PROBLEM REQUIREMENTS: Which lines in the material below contain the string "opening"? Report each of them in full.

··· RECORDS PROVIDED ···

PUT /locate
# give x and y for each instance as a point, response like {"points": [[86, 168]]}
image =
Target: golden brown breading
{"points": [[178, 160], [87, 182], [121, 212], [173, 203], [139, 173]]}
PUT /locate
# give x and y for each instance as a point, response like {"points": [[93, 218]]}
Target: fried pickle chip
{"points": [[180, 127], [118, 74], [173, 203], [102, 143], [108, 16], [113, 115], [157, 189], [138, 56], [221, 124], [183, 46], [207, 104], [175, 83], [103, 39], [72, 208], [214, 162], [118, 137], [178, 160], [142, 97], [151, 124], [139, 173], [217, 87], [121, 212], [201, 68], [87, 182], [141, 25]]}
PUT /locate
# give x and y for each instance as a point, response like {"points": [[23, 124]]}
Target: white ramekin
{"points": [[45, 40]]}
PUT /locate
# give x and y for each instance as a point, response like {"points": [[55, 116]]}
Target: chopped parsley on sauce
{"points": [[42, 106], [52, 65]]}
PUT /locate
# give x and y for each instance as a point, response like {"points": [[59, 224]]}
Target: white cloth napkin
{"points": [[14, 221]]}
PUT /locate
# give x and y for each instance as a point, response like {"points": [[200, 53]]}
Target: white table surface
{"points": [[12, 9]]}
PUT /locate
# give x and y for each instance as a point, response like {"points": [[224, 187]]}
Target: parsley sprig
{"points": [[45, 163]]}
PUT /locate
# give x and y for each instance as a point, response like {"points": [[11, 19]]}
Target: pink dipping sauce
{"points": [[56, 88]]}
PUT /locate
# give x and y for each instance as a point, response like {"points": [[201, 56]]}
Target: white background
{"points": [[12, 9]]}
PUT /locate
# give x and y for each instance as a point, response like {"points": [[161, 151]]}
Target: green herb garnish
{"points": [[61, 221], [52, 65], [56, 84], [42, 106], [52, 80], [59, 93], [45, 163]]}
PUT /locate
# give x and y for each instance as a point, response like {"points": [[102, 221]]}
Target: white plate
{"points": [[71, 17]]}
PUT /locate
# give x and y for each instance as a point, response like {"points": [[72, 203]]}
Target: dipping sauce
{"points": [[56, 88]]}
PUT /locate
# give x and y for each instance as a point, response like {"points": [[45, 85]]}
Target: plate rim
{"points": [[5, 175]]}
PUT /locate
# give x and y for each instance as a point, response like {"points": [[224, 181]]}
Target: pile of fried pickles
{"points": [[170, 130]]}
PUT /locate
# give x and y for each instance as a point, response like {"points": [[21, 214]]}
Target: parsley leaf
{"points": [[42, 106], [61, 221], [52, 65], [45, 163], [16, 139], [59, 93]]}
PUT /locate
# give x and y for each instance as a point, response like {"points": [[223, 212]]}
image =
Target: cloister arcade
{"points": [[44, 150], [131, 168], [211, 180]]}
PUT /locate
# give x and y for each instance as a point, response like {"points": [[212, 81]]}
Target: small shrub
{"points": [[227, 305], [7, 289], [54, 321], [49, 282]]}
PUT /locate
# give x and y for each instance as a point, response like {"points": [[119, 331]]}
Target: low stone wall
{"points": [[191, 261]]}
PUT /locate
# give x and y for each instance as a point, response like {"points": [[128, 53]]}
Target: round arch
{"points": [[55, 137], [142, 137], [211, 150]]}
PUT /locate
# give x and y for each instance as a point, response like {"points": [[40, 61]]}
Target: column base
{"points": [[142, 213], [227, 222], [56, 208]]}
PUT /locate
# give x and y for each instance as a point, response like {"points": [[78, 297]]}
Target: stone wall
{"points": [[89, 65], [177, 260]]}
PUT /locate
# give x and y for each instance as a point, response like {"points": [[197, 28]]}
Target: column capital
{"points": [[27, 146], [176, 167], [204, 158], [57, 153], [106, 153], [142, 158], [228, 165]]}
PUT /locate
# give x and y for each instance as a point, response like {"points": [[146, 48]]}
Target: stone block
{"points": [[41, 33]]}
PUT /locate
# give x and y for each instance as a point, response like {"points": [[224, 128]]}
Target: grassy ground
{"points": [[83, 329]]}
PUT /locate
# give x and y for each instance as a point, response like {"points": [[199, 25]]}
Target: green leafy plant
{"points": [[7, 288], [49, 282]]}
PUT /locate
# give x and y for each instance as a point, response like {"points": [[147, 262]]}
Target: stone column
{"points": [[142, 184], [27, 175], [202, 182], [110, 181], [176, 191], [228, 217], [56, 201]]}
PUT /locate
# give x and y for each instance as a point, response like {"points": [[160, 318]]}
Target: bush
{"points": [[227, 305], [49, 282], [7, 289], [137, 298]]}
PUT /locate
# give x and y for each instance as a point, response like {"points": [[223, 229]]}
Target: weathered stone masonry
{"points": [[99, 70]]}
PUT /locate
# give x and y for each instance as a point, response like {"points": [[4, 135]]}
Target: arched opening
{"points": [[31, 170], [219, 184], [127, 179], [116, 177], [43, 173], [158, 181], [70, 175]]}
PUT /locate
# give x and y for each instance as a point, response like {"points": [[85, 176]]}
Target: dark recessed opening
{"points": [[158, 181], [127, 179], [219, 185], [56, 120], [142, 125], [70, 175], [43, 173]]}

···

FINAL RESULT:
Target: arched opening
Target: dark recessed opening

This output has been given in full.